● Quoted passage:
[Start of Attachment]
Microsoft CEO Satya Nadella, right, on stage with OpenAI CEO Sam Altman at OpenAI Dev Day in San Francisco in 2023. (GeekWire File Photo / Todd Bishop)

State-affiliated online attackers are finding ChatGPT and other AI tools useful for improving their productivity, and streamlining and accelerating their work, but they have yet to unleash the technology’s full potential.

Microsoft and OpenAI say they’re doing their best to keep it from happening.

That’s the takeaway from a new research report issued by the companies this morning, detailing the use of large language models by nation-state attackers affiliated with China, Russia, North Korea, and Iran.

“These actors generally sought to use OpenAI services for querying open-source information, translating, finding coding errors, and running basic coding tasks,” OpenAI said in a post Wednesday morning.

The San Francisco-based company said it worked with Microsoft to identify and terminate accounts associated with five state-affiliated groups.

State-affiliated threat actors “have not yet observed particularly novel or unique AI-enabled attack or abuse techniques resulting from threat actors’ usage of AI,” Microsoft said in its own post. “However, Microsoft and our partners continue to study this landscape closely.”
[End of Attachment]
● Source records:
[Start of Attachment]
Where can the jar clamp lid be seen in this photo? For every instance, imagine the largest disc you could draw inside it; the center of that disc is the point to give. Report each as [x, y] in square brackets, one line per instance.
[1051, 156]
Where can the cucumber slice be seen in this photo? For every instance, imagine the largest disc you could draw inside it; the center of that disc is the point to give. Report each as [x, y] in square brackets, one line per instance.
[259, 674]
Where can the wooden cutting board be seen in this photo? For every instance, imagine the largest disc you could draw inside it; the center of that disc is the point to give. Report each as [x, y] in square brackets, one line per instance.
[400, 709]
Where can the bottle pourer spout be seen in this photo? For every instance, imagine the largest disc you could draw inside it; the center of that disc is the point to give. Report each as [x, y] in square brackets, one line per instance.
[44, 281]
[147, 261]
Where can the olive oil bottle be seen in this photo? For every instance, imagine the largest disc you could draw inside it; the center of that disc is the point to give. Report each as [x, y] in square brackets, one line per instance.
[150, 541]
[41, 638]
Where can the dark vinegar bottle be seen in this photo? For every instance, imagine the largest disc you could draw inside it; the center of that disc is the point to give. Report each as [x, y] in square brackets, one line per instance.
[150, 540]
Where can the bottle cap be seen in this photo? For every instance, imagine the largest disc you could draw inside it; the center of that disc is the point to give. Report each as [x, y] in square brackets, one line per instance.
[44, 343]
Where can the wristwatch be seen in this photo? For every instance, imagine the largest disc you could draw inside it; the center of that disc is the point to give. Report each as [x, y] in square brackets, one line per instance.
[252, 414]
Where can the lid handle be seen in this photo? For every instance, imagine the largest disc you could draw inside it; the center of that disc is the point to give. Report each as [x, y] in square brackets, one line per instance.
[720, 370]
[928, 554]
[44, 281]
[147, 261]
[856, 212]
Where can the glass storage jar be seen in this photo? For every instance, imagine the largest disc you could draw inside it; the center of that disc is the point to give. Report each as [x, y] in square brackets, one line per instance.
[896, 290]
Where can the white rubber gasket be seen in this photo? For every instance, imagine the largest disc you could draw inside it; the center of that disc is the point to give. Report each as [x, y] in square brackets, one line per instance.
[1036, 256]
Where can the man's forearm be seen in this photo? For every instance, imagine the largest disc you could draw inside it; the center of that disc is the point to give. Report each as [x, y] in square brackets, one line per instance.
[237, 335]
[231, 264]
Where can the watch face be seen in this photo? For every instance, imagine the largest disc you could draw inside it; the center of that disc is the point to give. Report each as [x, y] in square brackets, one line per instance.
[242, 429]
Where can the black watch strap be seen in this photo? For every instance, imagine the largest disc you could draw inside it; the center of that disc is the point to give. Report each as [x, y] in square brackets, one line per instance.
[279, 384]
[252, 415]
[End of Attachment]
● Work instructions:
1. In the article about state-backed hackers and AI tools, shorten the paragraph beginning "State-affiliated online attackers are finding" while keeping its main facts.
2. Extend the article about state-backed hackers and AI tools by writing a few more paragraphs that pick up after its final quote.

● Activity answers:
1. Attackers linked to governments use ChatGPT and similar AI tools to work faster and more efficiently, but they have not yet tapped the technology's full potential.

2.
Microsoft announced several principles for disrupting the malicious use of its AI technologies and APIs. In addition to detecting and suspending the accounts of state-affiliated threat actors, the company says it will notify other service providers, collaborate with key stakeholders, and issue public reports about its findings.

The Redmond company also discussed the ways that AI will help to defend against online attacks. Microsoft said its Copilot for Security product, currently in customer preview, “showed increased security analyst speed and accuracy, regardless of their expertise level, across common tasks like identifying scripts used by attackers, creating incident reports, and identifying appropriate remediation steps.”